═══ Extracted records ═══

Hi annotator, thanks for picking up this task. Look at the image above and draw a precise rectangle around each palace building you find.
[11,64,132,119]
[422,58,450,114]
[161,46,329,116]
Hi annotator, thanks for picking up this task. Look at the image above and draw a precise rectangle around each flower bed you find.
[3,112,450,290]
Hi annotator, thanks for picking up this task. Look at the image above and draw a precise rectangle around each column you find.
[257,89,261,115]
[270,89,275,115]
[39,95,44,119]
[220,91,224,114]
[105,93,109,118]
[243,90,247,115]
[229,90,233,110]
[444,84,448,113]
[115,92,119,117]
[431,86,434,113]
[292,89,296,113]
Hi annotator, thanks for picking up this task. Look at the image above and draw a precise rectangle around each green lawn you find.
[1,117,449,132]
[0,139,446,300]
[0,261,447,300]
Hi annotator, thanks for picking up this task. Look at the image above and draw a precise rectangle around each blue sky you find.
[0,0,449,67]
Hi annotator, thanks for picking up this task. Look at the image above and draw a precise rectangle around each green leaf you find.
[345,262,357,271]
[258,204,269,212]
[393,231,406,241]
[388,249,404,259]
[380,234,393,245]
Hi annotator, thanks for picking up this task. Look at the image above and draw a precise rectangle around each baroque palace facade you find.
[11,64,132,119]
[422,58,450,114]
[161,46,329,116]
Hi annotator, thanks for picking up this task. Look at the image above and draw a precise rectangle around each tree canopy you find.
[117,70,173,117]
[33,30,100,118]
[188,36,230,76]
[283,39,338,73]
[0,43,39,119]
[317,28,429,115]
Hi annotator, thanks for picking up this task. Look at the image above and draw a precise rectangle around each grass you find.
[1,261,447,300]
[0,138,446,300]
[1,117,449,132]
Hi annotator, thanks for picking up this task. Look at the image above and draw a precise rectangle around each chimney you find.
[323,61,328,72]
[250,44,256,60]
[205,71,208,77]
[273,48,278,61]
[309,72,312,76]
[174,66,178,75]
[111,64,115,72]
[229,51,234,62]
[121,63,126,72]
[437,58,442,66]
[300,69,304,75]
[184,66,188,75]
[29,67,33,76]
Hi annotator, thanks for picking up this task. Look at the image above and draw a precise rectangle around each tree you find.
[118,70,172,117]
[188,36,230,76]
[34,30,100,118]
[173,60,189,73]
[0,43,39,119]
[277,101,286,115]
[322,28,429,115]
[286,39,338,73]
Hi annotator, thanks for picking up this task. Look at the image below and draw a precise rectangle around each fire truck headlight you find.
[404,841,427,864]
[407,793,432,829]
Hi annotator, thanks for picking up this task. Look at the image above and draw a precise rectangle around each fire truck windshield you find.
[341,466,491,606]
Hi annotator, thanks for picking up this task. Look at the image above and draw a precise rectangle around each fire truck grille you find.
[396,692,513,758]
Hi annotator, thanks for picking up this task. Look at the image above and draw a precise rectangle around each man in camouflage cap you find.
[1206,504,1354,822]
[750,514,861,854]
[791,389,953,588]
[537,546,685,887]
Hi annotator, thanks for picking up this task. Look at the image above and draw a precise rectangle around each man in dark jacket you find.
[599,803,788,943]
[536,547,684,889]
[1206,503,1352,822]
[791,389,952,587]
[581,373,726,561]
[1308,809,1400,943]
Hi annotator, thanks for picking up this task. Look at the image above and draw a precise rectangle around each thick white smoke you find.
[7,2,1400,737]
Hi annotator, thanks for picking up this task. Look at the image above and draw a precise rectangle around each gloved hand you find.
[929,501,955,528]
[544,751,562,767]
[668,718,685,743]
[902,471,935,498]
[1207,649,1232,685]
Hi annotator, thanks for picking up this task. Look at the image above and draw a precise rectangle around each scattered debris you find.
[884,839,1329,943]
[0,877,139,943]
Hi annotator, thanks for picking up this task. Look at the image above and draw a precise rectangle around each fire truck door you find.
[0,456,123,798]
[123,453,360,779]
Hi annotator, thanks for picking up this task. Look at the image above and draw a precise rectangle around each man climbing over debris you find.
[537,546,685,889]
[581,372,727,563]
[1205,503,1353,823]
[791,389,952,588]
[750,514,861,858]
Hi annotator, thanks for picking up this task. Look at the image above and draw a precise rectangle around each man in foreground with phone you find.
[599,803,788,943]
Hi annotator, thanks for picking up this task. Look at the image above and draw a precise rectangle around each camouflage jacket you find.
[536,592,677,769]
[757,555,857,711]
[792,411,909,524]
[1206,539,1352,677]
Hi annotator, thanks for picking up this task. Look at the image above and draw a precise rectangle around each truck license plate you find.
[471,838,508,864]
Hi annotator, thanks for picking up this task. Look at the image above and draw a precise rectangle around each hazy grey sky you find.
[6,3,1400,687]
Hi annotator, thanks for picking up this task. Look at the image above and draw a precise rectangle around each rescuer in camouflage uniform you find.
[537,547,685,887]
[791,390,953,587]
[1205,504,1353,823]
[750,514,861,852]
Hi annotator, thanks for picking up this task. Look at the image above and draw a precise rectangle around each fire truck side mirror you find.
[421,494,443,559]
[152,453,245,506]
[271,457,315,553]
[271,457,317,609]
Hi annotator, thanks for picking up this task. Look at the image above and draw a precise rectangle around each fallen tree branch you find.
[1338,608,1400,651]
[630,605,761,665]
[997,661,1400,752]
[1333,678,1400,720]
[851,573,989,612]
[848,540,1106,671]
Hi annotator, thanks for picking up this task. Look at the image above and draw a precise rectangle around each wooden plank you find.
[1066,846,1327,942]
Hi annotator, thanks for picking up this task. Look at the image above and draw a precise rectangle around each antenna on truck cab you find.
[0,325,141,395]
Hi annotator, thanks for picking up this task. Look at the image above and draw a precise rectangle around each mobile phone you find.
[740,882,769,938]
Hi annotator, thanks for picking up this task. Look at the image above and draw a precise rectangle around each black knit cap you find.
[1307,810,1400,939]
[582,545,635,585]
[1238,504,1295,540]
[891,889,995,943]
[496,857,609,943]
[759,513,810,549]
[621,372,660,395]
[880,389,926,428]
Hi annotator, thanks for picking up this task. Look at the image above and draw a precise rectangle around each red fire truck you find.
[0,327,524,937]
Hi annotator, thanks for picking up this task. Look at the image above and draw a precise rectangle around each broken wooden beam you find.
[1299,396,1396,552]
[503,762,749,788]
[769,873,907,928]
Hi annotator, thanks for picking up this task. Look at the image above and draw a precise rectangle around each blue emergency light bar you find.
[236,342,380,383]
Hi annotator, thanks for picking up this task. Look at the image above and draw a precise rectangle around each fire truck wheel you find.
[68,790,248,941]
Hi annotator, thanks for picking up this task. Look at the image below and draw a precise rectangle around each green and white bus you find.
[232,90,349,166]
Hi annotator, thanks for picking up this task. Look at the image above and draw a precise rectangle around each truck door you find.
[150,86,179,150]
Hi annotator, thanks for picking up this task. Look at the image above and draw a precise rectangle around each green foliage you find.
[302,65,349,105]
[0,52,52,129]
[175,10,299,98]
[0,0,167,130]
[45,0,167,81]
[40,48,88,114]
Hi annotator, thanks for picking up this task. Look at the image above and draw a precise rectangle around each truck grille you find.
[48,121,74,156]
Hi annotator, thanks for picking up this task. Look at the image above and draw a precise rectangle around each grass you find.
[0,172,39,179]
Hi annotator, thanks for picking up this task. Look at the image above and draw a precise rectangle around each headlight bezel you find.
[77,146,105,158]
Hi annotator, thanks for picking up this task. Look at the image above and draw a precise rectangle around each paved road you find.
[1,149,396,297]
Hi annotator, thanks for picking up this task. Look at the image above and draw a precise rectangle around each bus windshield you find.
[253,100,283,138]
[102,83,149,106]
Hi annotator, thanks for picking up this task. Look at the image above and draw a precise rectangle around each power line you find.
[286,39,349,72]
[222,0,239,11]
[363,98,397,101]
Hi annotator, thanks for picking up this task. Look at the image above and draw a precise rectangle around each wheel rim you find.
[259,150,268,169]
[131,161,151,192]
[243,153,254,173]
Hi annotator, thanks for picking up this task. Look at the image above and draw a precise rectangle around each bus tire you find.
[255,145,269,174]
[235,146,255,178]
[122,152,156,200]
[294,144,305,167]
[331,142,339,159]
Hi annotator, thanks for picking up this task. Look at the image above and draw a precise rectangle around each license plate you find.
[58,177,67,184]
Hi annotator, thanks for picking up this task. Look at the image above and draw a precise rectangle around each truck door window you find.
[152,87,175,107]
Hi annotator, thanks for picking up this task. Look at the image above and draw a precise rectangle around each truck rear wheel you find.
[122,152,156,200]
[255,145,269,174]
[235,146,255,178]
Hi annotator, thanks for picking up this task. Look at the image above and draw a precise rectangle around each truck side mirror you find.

═══

» **Directions for this task**
The lines from the one containing "each license plate you find." through the end of the data are to be copied exactly, the first and last of them included.

» **Written reply**
Hi annotator, thanks for picking up this task. Look at the image above and draw a precise rectangle around each license plate you find.
[58,177,67,184]
Hi annotator, thanks for picking up this task. Look at the image above and draw a precise rectangle around each truck door window you find.
[152,87,175,107]
Hi annotator, thanks for picking up this task. Look at the image above and draw a precise rectangle around each truck rear wheel you find.
[122,152,156,200]
[255,145,269,174]
[235,146,255,178]
Hi annotator, thanks for picking up this task. Look at the image above and draw a precise rectangle around each truck side mirror you find.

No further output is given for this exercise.